Document excerpt –
---*---

Remember the political revolution?

It’s been a while now — at least 70 days, which is like an eternity in the Snapchat era — but during this year’s Democratic primary campaign, barely an hour went by without underdog candidate Bernie Sanders boasting, in his cantankerous Brooklyn yawp, that he and his supporters were on the verge of ushering one in.

“We need a political revolution of millions of people in this country who are prepared to stand up and say, ‘Enough is enough,’” the Vermont senator declared at rally after rally.

Ostensibly the political revolution would have been triggered by (first) Sanders’ nomination in Philadelphia and (later) the successful election of the only self-declared democratic socialist ever to run for president as a major-party candidate. Galvanized by Sanders’ demands for a single-payer health care system and free public college, tens of millions of Americans would have realized that deep down, they’d actually been closet European-style liberals all along — and as such they’d flood the polls and send a Democratic Congress to Washington to enact President Sanders’ proposals as well.

As you may have heard, this particular political revolution didn’t really pan out. Sure, Sanders’ unexpectedly potent candidacy had its effect, pushing the conversation, the platform and even eventual Democratic nominee Hillary Clinton to the left on the minimum wage, free trade and a variety of other issues. But he didn’t win the nomination in Philly, and he definitely isn’t going to be America’s next president.

The CW is that Sanders’ Cinderella story — and all attendant hopes for political revolution — will pretty much end there. But Sanders and his most devoted fans beg to differ. On Aug. 24, Sanders launched Our Revolution, an advocacy group designed not to get Sanders elected president but to get a lot of like-minded progressives elected to various local, state and federal offices — and thus to spark a political revolution from the bottom up, rather than the top down.

Sen. Bernie Sanders' campaign manager Jeff Weaver, speaks to the members of the media in the spin room after the Brown & Black Forum, Monday, Jan. 11, 2016, in Des Moines, Iowa. (Photo: Andrew Harnik/AP)
Sen. Bernie Sanders’ campaign manager, Jeff Weaver, speaks to the media in Des Moines, Iowa. (Photo: Andrew Harnik/AP)

Is the plan working? Is Our Revolution making any progress? And what are its prospects? We here at Down Ticket figured that 30 days after launch — with another 45 or so to go before Election Day — was as good a time as any to check in for a status update.

---*---

(Dataset entries)
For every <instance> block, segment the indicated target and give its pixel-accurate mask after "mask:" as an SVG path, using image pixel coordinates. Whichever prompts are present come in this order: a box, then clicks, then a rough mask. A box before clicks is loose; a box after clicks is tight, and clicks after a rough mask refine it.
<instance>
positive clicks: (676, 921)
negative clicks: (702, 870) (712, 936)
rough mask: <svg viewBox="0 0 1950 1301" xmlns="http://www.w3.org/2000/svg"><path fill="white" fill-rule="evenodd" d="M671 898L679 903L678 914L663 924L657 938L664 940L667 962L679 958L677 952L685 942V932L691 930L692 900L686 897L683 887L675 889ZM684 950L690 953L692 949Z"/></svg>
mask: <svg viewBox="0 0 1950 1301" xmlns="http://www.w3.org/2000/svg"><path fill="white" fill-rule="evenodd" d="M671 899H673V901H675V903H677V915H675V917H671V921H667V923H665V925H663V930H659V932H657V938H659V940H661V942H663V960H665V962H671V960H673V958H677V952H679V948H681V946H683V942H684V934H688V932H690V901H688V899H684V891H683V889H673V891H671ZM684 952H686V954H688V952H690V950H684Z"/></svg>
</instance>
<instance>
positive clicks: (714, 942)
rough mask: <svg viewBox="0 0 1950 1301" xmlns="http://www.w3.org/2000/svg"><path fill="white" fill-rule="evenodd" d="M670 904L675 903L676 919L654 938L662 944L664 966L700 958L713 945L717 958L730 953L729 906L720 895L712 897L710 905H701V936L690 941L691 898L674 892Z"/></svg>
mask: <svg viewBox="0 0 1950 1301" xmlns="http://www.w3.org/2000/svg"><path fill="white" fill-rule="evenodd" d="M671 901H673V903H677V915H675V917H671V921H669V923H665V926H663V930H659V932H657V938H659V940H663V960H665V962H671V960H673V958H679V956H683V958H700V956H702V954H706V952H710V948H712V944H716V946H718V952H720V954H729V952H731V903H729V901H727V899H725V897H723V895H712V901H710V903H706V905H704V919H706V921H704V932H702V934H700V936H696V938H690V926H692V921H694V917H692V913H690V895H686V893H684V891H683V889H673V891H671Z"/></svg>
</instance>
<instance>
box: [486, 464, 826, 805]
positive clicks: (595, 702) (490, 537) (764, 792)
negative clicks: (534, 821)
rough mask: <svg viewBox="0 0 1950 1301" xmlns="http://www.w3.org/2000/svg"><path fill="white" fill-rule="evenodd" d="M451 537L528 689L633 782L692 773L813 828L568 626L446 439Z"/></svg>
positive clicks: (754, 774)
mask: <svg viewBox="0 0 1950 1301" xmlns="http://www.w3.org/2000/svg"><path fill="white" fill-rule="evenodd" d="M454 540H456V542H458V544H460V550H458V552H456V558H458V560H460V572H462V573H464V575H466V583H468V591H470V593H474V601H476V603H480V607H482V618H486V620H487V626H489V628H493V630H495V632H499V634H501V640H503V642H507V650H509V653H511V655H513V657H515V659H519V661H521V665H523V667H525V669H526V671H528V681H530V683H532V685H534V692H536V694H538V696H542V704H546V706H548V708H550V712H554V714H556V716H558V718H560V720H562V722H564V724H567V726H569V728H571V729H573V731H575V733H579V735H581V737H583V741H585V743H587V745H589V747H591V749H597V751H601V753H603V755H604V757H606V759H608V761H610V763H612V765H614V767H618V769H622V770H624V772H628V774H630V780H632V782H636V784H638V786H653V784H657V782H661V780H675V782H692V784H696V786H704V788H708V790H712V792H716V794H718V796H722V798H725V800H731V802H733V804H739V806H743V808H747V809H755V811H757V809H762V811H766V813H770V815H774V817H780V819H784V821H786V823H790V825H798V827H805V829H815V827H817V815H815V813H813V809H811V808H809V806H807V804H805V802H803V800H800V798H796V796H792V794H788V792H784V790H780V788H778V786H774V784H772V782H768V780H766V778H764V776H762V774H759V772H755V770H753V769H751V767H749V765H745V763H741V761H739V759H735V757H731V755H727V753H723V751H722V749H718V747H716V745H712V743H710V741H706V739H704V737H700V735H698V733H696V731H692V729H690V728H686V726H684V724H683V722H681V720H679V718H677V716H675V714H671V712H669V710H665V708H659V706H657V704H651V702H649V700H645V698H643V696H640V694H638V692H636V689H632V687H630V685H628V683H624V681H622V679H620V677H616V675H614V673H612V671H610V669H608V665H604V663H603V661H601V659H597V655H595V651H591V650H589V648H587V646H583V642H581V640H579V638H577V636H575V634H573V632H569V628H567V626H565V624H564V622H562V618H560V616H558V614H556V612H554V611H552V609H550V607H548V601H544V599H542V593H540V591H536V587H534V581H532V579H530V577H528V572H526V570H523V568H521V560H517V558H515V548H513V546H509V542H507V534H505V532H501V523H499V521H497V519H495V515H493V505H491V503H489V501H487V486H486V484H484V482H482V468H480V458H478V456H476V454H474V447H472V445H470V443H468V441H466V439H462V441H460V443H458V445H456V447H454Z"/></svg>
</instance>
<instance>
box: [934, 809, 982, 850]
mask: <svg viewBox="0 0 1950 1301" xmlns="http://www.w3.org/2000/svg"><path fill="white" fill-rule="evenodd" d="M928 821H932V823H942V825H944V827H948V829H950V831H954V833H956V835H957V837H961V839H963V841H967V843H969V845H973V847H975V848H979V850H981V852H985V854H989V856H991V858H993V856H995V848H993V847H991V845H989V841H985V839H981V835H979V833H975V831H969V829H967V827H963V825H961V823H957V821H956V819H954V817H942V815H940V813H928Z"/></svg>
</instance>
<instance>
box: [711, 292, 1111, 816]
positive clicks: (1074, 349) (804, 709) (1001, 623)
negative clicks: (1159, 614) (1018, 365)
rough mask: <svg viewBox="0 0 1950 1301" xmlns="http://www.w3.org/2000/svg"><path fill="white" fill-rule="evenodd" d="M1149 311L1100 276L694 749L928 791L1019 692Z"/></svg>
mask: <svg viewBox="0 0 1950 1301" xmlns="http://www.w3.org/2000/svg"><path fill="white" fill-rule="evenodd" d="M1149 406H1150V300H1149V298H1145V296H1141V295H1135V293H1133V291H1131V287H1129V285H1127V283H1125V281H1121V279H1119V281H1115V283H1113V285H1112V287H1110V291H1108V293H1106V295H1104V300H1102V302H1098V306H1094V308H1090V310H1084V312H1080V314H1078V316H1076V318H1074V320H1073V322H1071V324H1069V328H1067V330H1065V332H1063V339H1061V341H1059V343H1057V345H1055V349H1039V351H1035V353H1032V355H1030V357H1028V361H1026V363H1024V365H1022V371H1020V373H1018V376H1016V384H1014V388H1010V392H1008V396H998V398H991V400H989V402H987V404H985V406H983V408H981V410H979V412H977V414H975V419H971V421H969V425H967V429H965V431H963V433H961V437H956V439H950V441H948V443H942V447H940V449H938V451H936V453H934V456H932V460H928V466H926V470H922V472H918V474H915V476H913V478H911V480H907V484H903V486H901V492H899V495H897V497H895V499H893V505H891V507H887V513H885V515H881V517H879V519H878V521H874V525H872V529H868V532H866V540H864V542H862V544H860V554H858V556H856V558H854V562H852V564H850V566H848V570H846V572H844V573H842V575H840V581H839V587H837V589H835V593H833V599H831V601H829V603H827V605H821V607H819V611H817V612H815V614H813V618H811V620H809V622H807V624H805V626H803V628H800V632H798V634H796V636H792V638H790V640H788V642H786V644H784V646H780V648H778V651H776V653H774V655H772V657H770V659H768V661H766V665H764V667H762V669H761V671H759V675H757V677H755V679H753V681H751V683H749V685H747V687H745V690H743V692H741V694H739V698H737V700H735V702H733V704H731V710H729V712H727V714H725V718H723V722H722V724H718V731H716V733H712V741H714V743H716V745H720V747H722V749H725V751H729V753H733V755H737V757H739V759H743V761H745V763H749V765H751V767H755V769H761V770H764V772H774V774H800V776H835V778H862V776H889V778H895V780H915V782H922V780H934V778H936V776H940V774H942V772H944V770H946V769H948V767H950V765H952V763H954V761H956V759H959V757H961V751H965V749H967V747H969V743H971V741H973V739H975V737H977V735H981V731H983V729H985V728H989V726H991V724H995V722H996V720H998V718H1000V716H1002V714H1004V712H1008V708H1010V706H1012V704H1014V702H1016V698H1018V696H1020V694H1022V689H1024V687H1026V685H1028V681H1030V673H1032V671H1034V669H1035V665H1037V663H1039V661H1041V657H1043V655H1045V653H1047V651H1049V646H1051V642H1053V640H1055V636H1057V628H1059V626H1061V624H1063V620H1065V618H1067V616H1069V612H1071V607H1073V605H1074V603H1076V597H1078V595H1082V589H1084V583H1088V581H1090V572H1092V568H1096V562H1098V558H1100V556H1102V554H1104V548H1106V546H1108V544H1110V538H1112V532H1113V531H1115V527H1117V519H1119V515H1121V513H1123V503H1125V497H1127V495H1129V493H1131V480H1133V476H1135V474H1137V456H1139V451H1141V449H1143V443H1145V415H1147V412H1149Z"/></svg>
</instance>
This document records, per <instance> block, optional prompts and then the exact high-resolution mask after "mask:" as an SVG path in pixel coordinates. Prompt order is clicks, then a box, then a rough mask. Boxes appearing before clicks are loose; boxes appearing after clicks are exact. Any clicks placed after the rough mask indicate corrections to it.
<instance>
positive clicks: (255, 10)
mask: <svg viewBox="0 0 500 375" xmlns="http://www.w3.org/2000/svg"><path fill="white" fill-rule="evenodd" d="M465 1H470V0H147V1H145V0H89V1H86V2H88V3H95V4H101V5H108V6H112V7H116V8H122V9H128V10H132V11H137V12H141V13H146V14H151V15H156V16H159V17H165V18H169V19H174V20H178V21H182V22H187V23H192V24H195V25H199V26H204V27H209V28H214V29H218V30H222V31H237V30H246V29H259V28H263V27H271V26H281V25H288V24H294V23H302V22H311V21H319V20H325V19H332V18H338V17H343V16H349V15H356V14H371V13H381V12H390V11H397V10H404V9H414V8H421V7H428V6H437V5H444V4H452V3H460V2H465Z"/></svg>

---*---

Complete the following –
1 > Set down the passage from the Sanders excerpt, from "As you may have" through "America’s next president.", word for word.
2 > Answer these questions using the Sanders excerpt.
(a) On what date did Sanders launch Our Revolution?
(b) In which city does the excerpt say the nomination was decided?
(c) Who is named as Sanders' campaign manager?

Responses –
1 >
As you may have heard, this particular political revolution didn’t really pan out. Sure, Sanders’ unexpectedly potent candidacy had its effect, pushing the conversation, the platform and even eventual Democratic nominee Hillary Clinton to the left on the minimum wage, free trade and a variety of other issues. But he didn’t win the nomination in Philly, and he definitely isn’t going to be America’s next president.

2 >
(a) Aug. 24
(b) Philadelphia
(c) Jeff Weaver